PASSAGE GIVEN
[START]
Font licensing is all over the place, but for games (often) the main thing to consider is whether you're going to be drawing the font directly from source (ie: using freetype or OS font calls) or whether you're going to be baking glyphs into a texture and rendering text with textured quads.

 

If you ship the source font (truetype or whatever) with your game you normally need a distribution license, which is usually prohibitive; it's typically a per-unit-sold rate, probably several times the sale price of your game.  The assumption is that every copy of the game you sell includes a usable copy of the font which you're effectively reselling to the game buyer.

 

For most font designers, if you ship only rasterized versions of the font (ie: texture pages with glyphs), you don't need a distribution license, only a commercial use license, and that's usually a flat one-time fee that's south of $100.

 

Things differ between different font designers; I know some developers who are terrified to go near anything that might be within reach of Monotype's legal department, for example.  Always talk to the designer and make sure the license is ironed out; most font designers are one-person-shows or small shops, so you'll have plenty of common ground for understanding.  Explain to them what you want to do; I've had nothing but good experiences with font designers so far, and have had no trouble getting an unambiguous license for in-game use at a reasonable price.  Of course, our games are all using pre-rasterized fonts, which makes the discussion easier.
[END]
TASK REQUIREMENTS
**a.** According to the font licensing passage, what kind of license do most font designers require if a game ships only rasterized versions of the font?
**b.** Name each way of drawing or rendering text that the font licensing passage mentions, counting the examples in its parentheses as separate entries.

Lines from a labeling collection
[START]
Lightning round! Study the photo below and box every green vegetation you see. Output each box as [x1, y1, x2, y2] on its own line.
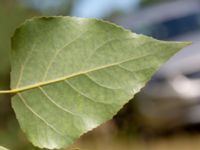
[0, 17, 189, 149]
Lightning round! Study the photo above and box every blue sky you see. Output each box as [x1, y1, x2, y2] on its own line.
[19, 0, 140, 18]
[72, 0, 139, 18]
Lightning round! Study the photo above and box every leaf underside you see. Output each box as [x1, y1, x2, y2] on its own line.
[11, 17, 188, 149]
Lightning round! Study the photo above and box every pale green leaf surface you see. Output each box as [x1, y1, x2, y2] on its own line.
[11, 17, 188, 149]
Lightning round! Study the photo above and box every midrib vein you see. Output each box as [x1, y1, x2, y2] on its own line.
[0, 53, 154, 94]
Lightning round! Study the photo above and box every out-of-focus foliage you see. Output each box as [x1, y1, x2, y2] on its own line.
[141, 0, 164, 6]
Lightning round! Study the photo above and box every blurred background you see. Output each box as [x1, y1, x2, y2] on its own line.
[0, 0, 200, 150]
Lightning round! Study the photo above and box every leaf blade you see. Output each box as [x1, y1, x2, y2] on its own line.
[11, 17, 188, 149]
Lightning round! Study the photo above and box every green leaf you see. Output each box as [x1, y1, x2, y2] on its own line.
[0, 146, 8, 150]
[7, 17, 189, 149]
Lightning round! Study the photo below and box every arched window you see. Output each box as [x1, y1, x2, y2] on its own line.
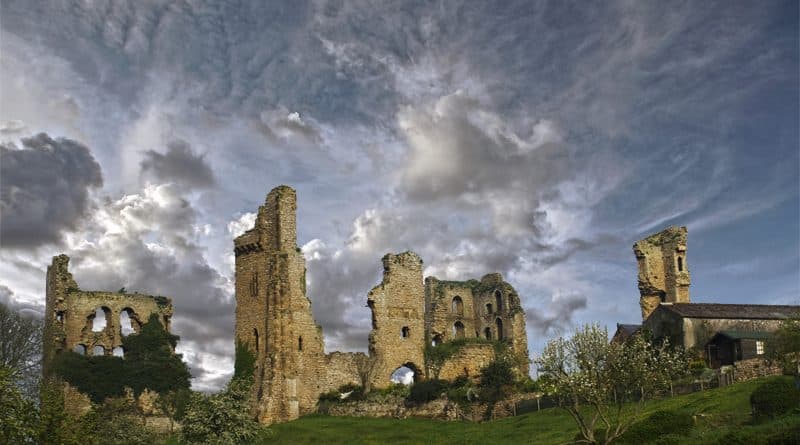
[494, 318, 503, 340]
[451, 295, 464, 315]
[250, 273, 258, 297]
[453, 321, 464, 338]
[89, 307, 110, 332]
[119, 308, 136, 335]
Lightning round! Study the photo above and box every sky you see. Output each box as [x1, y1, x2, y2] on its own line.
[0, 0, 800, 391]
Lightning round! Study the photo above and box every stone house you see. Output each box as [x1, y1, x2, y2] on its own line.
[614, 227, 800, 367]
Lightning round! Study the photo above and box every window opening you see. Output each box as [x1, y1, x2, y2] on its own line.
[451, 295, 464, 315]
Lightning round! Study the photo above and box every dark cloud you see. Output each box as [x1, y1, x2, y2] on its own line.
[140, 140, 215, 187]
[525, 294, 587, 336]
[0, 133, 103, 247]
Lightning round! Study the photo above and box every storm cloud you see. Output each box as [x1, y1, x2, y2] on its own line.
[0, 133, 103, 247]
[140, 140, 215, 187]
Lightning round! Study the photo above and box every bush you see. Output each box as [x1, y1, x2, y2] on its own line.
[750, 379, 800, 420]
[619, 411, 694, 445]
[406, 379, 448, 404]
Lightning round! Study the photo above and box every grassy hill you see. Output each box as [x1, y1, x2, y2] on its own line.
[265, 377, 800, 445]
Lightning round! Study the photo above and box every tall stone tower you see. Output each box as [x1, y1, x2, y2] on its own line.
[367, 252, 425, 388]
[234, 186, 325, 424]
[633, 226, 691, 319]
[END]
SET OF ANSWERS
**a.** A commercial use license, usually a flat one-time fee under $100.

**b.**
- Using freetype
- Using OS font calls
- Baking glyphs into a texture and rendering text with textured quads